**Extracted data**

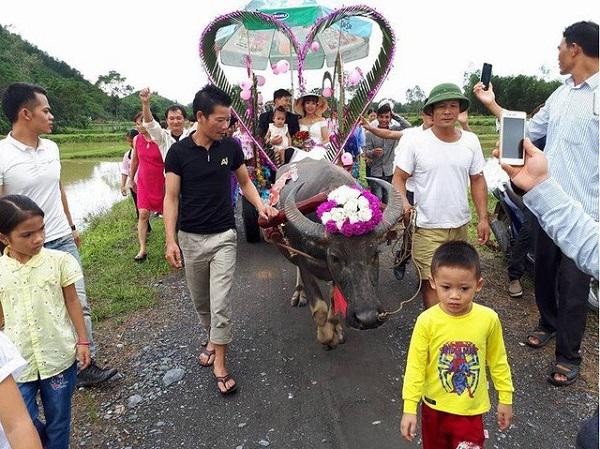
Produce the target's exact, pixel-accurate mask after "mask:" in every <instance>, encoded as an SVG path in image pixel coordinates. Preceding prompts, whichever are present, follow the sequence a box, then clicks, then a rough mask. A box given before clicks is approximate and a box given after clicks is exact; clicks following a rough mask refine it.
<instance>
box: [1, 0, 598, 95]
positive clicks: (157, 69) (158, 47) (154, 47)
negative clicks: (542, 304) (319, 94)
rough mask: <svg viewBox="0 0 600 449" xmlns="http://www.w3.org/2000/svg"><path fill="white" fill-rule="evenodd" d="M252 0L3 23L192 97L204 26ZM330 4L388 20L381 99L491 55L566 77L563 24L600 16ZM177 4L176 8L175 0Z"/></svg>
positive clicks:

**Work order**
Please reproduce the material above with "positive clicks" switched to "foreground clicks" everywhere, changing nothing else. Leave the pictures out of your answer.

**Result below**
Produce the target's exact, pixel-accurate mask after "mask:" in every <instance>, encoded as an SVG path in image pixel coordinates. Preceding prompts, whichever are present, follow the sequence a box, then clicks, then a rough mask. A box given before clicks is approximate and a box given after clicks is exact; clicks following a rough mask refine it.
<instance>
box: [1, 0, 598, 95]
foreground clicks: (157, 69) (158, 47) (154, 47)
negative clicks: (542, 304) (319, 94)
rough mask: <svg viewBox="0 0 600 449" xmlns="http://www.w3.org/2000/svg"><path fill="white" fill-rule="evenodd" d="M252 0L3 23L192 97L204 26ZM330 4L388 20L381 99L491 55L566 77L563 24L600 16ZM177 4L176 8L175 0Z"/></svg>
foreground clicks:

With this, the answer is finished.